=== Written task 1 ===
According to the text on Archimedean tilings, how many Archimedean tilings are there besides the writer's favorite, and how many of those are mirror images of each other?

=== Text segment ===

Archimedean Tilings and Egyptian Fractions

Ever since I was a kid, I’ve loved Archimedean tilings of the plane: that is, tilings by regular polygons where all the edge lengths are the same and every vertex looks alike. Here’s my favorite:


There are also 11 others, two of which are mirror images of each other. But how do we know this? How do we list them all and be sure we haven’t left any out?

The interior angle of a regular k-sided polygon is obviously

\displaystyle{\pi - \frac{2 \pi}{k}}

since it’s a bit less than 180 degrees, or \pi, and how much?— well, 1/k times a full turn, or 2 \pi. But these \pi‘s are getting annoying: it’s easier to say ‘a full turn’ than write 2\pi. Then we can say the interior angle is

\displaystyle{\frac{1}{2} - \frac{1}{k}}

times a full turn.

=== Written task 2 ===
Copy out the rows below word for word, starting at the line that contains "target: vertical shop sign" and ending at the end of the rows, with both ends included.

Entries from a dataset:
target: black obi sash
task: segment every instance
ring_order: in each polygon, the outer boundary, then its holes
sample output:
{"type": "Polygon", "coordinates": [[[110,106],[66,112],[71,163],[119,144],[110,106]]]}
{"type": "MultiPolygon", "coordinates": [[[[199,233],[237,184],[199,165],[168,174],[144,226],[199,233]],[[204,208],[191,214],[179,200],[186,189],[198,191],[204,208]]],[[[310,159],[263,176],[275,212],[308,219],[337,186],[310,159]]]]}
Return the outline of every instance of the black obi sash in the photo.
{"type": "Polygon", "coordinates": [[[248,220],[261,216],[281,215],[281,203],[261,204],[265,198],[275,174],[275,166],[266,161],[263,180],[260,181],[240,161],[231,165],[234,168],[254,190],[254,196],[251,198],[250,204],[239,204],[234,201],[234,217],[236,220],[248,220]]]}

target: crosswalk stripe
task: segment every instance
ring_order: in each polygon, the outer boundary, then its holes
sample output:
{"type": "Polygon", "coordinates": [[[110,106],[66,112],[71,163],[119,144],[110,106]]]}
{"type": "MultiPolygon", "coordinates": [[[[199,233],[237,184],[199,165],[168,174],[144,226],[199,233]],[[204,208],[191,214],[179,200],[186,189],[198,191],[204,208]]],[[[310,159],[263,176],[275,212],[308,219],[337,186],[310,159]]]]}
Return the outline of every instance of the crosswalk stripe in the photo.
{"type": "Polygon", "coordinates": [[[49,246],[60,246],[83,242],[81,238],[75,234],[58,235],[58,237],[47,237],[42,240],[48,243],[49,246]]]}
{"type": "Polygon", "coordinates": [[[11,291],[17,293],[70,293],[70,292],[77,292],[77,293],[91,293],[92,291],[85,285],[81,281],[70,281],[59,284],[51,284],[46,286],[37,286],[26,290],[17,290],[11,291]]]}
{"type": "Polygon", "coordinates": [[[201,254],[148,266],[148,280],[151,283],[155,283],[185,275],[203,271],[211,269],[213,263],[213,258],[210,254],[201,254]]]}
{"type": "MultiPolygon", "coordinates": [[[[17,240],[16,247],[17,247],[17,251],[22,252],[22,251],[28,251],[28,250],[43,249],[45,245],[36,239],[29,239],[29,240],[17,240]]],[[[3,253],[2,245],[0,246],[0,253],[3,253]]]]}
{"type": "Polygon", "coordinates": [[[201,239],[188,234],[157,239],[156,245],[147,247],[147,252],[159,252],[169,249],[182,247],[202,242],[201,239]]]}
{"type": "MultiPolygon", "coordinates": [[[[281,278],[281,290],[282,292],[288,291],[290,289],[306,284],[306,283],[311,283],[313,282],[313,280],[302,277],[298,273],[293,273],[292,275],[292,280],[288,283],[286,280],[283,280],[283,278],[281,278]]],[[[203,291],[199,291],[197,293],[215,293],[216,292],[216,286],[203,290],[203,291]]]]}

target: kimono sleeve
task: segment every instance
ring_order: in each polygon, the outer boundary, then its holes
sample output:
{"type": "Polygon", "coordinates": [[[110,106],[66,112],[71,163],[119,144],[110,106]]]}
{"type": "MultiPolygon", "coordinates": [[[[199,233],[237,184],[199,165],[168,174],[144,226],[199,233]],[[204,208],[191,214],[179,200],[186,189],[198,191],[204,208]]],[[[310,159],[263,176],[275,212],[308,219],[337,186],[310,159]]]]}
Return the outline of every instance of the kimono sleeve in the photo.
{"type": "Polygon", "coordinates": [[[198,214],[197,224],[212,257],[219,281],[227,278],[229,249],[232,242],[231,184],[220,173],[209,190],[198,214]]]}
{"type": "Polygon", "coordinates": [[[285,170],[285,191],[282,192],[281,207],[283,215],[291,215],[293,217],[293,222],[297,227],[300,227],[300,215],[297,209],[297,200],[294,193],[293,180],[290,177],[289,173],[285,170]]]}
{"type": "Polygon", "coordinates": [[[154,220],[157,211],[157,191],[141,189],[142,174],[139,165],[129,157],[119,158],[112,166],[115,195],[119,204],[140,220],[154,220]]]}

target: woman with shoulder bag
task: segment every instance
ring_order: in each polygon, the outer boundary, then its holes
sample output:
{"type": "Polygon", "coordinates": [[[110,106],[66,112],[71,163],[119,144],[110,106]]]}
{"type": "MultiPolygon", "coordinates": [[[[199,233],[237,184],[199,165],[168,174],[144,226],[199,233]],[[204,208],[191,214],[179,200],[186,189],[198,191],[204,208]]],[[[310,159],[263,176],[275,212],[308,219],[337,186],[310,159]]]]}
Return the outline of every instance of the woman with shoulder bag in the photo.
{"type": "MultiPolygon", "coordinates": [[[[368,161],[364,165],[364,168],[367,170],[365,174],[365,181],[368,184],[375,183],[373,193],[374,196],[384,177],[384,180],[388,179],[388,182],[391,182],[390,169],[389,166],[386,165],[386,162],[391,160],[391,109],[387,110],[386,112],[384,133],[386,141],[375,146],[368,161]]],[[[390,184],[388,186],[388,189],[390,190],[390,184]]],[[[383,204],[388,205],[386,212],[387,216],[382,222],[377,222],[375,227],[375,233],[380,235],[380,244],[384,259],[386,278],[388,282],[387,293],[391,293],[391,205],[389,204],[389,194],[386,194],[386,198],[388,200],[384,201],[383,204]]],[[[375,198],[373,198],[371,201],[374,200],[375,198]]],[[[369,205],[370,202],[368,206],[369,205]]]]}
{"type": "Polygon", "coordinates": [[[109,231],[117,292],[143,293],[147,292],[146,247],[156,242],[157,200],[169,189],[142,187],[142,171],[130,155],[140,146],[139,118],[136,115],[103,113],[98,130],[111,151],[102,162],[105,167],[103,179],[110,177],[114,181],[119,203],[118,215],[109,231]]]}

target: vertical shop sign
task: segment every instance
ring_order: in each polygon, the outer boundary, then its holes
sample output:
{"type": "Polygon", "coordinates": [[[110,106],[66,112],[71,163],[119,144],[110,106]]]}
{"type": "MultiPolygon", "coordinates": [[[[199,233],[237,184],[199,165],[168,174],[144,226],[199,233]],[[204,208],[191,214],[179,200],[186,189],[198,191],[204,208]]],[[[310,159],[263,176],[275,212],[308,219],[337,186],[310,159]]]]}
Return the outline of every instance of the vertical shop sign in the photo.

=== Full answer 1 ===
There are 11 others, and two of them are mirror images of each other.

=== Full answer 2 ===
target: vertical shop sign
task: segment every instance
ring_order: in each polygon, the outer boundary, then its holes
sample output:
{"type": "Polygon", "coordinates": [[[110,106],[66,112],[71,163],[119,144],[110,106]]]}
{"type": "MultiPolygon", "coordinates": [[[[199,233],[237,184],[199,165],[168,174],[144,226],[199,233]],[[204,208],[191,214],[179,200],[186,189],[198,191],[204,208]]],[[[310,159],[263,176],[275,212],[308,219],[337,186],[310,159]]]]}
Return the outline of every instance of the vertical shop sign in the photo.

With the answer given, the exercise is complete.